TASK REQUIREMENTS:
1) In the post on optimizing topic models, rewrite the passage between "Photo by Joel" and "own topic models.", inclusive, putting "Python library" in place of "Python package".
2) For each statement below, say yes or no to whether the post on optimizing topic models supports it, and quote the words that decide it. (a) Grid search can be run in parallel. (b) Grid search makes use of the information gained in earlier tries. (c) In Sequential Model-Based Optimization, a surrogate model can be fitted to previous tries.

EXCERPT PROVIDED:
+ + + + +

A beginner’s guide to OCTIS vol. 2: Optimizing Topic Models

Photo by Joel Filipe on Unsplash

In a previous post, I introduced the Python package OCTIS (Optimizing and Comparing Topic Models Is Simple); I demonstrated how to get started and its features. The package allows for simple topic model optimization and comparison (as the name suggests). This post focuses on the first letter of the name: Optimization.

At the end of this post, you will:

1. Have a basic understanding of hyperparameter optimization.
2. Know what to consider when optimizing a topic model.
3. Be able to optimize your own topic models.

Hyperparameter Optimization

Almost all machine learning algorithms have hyperparameters. Hyperparameters indicate the settings used by an algorithm for a learning process; based on these settings, the algorithm follows the learning procedure to learn its parameters. Yet, determining the optimal value for each hyperparameter is not straightforward and is typically done through advanced trial-and-error methods, also called hyperparameter optimization. With any of these hyperparameter tuning methods, an algorithm is trained based on a set of hyperparameters. The outcome of this algorithm is evaluated through a performance indicator or error measure. Then, the hyperparameters are (slightly) adjusted, and a model is trained and evaluated based on the new settings. The most basic approach is a grid search, in which the algorithm is trained on all combinations of a set of predefined settings. Grid search is very easy to code, can be run in parallel and does not need any form of tuning. However, navigating through the search space is inefficient as it does not use the information gained in earlier tries. And since the search is likely not to include all possible settings, there is no guarantee to find optimal values.

A more efficient way to find hyperparameters is through Sequential Model-Based Optimization (SMBO). Here, a surrogate model of the performance indicator/error measure can be fitted to previous tries and indicate the optimal point.

+ + + + +

Source data:
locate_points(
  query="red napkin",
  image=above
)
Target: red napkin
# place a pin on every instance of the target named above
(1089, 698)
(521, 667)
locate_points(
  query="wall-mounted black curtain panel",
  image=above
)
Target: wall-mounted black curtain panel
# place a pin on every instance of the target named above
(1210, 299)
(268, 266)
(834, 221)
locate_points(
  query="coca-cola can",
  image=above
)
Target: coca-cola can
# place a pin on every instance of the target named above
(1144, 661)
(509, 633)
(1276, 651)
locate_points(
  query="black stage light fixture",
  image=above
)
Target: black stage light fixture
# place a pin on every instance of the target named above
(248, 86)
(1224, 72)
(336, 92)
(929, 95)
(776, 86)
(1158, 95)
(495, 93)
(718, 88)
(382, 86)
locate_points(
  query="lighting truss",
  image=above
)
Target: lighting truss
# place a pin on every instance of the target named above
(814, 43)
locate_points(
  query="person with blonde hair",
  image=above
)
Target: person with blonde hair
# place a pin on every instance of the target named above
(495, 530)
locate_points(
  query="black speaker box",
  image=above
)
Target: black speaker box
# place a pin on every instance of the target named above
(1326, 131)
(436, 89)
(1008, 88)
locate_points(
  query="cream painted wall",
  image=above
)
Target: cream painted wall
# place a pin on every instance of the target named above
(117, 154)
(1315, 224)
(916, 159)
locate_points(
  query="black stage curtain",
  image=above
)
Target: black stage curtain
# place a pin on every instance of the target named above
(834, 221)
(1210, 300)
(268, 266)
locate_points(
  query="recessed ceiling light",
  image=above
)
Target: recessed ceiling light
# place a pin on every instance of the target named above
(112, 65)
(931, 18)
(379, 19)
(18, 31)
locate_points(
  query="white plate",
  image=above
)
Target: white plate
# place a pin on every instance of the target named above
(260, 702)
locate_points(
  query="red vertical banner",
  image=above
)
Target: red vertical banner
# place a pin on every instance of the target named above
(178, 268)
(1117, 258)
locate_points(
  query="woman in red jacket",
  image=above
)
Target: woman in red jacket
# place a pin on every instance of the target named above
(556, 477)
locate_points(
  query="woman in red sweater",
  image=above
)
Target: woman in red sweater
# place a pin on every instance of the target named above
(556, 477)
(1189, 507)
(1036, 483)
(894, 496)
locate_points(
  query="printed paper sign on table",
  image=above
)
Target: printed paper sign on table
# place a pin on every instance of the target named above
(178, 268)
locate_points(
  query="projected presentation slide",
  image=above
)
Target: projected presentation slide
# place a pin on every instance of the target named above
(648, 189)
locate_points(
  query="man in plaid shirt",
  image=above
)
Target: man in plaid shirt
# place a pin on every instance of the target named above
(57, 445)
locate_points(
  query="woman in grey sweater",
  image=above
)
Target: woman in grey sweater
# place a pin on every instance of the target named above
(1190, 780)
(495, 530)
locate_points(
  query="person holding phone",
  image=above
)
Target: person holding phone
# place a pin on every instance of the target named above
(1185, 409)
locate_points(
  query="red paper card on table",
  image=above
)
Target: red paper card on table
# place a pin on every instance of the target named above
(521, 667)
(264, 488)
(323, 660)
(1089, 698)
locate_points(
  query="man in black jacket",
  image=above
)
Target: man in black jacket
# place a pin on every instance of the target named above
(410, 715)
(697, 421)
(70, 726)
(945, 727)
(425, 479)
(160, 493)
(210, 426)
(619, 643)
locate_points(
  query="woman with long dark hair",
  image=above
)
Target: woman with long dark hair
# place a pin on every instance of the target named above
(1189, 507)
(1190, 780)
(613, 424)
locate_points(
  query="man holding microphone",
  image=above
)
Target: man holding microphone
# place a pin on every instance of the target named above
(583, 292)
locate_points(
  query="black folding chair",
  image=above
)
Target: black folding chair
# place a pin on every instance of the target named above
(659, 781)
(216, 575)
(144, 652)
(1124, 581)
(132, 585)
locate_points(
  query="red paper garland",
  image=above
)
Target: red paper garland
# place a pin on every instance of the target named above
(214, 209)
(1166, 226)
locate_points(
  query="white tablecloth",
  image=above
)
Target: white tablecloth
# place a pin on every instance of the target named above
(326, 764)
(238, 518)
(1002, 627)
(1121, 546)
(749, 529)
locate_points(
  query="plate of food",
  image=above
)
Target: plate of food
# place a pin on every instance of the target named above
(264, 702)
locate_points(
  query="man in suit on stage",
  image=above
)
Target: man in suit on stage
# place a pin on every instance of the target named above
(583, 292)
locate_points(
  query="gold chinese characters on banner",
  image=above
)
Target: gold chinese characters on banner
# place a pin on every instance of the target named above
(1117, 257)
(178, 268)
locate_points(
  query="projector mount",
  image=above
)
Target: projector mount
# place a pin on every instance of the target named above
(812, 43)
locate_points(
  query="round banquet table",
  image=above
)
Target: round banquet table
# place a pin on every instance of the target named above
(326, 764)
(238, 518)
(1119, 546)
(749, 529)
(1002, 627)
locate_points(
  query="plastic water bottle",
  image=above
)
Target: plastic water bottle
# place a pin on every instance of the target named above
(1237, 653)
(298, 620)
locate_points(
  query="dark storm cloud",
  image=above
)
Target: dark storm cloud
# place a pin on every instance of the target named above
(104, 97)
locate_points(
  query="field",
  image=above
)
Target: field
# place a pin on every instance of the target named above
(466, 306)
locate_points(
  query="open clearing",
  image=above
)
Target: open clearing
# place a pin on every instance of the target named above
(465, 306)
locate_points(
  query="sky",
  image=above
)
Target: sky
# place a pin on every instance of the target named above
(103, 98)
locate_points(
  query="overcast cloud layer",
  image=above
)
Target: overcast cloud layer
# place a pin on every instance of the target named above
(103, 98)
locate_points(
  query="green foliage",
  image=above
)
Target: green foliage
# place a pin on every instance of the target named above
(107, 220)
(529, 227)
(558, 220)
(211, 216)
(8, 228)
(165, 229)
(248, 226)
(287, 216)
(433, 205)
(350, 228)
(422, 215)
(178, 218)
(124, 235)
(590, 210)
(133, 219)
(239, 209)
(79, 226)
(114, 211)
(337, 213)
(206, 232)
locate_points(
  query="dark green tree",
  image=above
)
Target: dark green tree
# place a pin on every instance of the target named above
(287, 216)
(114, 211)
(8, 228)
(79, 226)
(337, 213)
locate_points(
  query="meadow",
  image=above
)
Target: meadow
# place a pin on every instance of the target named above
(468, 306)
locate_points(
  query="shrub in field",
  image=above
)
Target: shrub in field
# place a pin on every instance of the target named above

+ + + + +

RESULTS BY TASK:
1)
Photo by Joel Filipe on Unsplash

In a previous post, I introduced the Python library OCTIS (Optimizing and Comparing Topic Models Is Simple); I demonstrated how to get started and its features. The package allows for simple topic model optimization and comparison (as the name suggests). This post focuses on the first letter of the name: Optimization.

At the end of this post, you will:

1. Have a basic understanding of hyperparameter optimization.
2. Know what to consider when optimizing a topic model.
3. Be able to optimize your own topic models.

2)
(a) Yes: "Grid search is very easy to code, can be run in parallel and does not need any form of tuning."
(b) No: "navigating through the search space is inefficient as it does not use the information gained in earlier tries."
(c) Yes: "a surrogate model of the performance indicator/error measure can be fitted to previous tries and indicate the optimal point."